- What to produce: Repeat precisely, and only, the lines between the line containing "of the wooden" and the end of the listing below, both ends included.

▽

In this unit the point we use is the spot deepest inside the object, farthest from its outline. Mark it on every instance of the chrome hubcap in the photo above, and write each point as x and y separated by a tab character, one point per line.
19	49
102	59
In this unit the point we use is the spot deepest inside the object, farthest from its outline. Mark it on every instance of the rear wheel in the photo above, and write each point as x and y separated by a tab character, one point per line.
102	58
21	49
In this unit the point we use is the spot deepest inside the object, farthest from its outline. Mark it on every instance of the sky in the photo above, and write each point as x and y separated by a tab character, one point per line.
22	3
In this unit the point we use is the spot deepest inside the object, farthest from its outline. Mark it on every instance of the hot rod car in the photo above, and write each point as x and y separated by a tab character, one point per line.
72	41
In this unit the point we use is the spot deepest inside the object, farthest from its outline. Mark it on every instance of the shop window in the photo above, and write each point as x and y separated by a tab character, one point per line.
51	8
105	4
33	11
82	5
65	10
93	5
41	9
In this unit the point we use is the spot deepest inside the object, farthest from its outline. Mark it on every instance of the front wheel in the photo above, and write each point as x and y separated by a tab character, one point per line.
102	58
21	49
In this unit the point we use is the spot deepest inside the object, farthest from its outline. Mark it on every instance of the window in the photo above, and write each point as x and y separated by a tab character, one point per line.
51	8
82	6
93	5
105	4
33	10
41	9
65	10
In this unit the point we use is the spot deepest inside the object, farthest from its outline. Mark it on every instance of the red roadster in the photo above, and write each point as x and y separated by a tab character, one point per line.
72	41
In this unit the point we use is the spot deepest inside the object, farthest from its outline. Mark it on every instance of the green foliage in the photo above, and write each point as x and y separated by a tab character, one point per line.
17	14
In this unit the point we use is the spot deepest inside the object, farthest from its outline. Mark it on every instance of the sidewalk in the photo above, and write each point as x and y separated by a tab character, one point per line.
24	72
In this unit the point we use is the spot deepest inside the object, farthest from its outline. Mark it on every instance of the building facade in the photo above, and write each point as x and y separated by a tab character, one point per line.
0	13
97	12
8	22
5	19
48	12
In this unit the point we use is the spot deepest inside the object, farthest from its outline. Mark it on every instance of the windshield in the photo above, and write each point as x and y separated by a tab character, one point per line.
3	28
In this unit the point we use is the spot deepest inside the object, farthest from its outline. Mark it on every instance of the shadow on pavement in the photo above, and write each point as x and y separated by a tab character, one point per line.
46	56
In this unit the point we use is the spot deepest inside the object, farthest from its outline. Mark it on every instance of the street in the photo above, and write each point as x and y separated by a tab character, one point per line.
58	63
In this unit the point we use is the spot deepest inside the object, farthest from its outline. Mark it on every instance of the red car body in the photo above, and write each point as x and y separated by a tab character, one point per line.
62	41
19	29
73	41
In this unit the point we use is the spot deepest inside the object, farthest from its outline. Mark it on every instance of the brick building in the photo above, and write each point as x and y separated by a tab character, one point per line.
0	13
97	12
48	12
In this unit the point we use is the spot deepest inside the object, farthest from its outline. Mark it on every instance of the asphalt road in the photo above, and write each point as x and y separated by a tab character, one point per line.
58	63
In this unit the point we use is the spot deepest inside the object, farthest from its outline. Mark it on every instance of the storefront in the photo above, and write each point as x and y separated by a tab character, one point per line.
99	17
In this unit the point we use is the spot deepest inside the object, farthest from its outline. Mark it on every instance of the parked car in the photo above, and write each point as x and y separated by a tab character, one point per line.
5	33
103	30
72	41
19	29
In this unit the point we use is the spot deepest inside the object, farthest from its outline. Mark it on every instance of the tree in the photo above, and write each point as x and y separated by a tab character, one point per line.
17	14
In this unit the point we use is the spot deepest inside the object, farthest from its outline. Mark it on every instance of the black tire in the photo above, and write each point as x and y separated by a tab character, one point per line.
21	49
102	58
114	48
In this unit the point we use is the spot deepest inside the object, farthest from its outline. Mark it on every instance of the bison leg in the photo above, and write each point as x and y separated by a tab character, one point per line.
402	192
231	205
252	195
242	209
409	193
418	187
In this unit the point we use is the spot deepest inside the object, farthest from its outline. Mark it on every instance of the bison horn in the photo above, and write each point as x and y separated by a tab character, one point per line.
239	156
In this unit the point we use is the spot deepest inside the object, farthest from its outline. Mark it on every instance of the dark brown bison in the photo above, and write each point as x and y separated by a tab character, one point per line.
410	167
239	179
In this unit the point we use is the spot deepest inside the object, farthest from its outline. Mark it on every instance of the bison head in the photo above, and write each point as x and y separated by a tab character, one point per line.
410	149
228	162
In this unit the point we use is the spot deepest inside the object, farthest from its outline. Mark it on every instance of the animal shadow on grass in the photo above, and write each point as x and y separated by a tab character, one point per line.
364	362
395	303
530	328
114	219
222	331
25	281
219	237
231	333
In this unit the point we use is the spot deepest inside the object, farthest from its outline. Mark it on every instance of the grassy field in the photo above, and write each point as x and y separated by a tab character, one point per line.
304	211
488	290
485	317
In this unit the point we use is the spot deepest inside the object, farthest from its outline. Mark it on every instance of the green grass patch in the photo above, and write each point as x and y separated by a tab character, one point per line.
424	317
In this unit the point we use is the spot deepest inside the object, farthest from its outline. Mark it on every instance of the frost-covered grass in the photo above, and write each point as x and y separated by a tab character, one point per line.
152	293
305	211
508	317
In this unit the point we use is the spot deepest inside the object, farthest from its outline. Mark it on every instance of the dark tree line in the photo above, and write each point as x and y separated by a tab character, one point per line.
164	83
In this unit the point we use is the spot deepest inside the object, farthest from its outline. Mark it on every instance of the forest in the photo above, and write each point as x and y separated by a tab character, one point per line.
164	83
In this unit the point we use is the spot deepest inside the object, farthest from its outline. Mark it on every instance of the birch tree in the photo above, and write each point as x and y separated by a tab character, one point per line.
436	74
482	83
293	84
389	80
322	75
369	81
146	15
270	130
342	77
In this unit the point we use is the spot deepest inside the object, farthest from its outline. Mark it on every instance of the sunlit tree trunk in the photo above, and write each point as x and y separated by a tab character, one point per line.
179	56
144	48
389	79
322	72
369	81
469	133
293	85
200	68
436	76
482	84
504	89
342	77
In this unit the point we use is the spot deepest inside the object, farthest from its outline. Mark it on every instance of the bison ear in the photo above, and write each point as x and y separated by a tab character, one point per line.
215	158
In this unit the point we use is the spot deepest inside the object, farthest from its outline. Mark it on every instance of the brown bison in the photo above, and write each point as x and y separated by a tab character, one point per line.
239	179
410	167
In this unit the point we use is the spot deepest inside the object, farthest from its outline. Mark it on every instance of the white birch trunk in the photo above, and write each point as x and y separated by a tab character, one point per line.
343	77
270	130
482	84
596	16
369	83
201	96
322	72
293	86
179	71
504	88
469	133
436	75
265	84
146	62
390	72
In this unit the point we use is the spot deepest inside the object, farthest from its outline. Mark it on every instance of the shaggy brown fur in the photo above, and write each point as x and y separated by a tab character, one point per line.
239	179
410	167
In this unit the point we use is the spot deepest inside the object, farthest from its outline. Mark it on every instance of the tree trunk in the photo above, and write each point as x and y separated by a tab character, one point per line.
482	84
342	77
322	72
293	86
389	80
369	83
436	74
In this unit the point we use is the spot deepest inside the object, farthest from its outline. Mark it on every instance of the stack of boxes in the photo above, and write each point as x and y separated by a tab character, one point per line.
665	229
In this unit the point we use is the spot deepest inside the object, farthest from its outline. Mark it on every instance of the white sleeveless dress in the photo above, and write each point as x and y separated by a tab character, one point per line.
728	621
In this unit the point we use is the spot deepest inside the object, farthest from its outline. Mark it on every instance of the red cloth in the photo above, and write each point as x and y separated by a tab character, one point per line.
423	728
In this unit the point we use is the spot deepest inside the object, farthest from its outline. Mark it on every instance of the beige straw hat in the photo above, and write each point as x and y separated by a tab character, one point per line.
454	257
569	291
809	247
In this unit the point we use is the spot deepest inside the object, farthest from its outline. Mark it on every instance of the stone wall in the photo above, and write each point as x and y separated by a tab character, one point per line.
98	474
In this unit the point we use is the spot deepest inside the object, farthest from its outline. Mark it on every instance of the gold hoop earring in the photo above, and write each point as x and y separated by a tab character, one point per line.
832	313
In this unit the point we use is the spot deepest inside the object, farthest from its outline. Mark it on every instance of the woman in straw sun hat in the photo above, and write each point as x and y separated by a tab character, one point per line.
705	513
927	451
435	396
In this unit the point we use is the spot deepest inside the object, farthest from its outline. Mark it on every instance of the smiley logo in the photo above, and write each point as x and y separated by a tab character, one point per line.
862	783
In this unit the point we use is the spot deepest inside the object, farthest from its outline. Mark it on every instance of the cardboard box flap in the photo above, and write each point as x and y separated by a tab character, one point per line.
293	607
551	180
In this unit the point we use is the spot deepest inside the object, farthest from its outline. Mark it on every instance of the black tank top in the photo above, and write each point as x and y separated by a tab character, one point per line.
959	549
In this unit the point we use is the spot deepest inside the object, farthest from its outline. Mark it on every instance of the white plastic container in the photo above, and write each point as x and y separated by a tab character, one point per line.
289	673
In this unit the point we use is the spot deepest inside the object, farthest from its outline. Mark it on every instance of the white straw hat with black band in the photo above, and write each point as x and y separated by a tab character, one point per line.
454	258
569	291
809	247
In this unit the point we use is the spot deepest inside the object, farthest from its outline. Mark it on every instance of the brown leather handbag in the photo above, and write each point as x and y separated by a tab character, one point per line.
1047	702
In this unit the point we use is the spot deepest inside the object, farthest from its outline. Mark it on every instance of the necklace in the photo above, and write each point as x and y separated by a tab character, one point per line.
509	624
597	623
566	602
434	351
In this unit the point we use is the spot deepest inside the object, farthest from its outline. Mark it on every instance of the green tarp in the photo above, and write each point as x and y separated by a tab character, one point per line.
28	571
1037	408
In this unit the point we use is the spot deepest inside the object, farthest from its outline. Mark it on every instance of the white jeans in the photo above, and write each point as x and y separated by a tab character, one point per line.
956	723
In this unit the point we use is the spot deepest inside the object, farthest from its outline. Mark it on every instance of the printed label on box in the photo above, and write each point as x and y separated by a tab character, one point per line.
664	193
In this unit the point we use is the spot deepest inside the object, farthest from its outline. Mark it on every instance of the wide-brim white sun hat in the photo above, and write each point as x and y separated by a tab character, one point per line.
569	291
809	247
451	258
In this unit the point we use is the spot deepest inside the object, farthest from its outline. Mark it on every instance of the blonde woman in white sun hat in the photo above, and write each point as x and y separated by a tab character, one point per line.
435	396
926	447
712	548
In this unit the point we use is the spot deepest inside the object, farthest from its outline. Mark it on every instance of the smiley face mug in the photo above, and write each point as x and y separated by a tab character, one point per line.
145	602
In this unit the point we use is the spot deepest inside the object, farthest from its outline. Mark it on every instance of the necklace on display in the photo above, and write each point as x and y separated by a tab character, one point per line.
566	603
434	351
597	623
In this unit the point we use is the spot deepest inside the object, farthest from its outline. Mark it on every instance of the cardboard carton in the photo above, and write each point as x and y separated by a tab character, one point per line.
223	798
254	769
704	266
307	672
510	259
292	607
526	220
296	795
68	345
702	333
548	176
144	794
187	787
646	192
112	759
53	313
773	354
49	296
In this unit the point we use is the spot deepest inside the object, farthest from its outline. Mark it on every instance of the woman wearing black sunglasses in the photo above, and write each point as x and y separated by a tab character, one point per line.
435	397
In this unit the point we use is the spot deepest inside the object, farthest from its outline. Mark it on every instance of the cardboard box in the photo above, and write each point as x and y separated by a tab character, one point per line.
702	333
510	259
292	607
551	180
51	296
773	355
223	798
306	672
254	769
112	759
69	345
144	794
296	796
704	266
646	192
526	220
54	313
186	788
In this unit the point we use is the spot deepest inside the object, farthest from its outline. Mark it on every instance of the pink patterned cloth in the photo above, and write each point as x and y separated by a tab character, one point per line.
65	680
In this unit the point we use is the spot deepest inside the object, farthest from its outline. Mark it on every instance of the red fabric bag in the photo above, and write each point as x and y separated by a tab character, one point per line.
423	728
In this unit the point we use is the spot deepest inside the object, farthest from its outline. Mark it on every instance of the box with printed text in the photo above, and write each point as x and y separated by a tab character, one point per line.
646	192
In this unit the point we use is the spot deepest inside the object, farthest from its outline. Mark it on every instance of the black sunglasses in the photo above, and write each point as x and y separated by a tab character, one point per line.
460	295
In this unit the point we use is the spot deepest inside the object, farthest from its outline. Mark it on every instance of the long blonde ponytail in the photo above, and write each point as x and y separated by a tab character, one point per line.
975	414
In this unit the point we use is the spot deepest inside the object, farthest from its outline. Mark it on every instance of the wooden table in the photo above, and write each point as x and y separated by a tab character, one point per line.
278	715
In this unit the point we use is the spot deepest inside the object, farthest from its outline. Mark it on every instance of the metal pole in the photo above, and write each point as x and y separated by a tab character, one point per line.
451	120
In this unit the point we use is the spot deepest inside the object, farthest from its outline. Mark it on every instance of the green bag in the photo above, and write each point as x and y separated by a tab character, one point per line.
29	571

△

- Task output:
In this unit the point we use is the spot deepest inside the object, farthest from its outline. Mark it on every instance of the wooden table in the photo above, and write each point as x and y separated by a tab character, one point per line.
278	715
In this unit the point we use is the spot deepest inside the object, farthest from its outline. Mark it on every instance of the metal pole in the photo above, and write each point as x and y separated by a tab character, one point per line.
451	120
In this unit the point we use is the spot deepest inside the object, farthest from its outline. Mark it on every instance of the green bag in the photo above, and write each point as x and y separated by a tab character, one point per line.
29	571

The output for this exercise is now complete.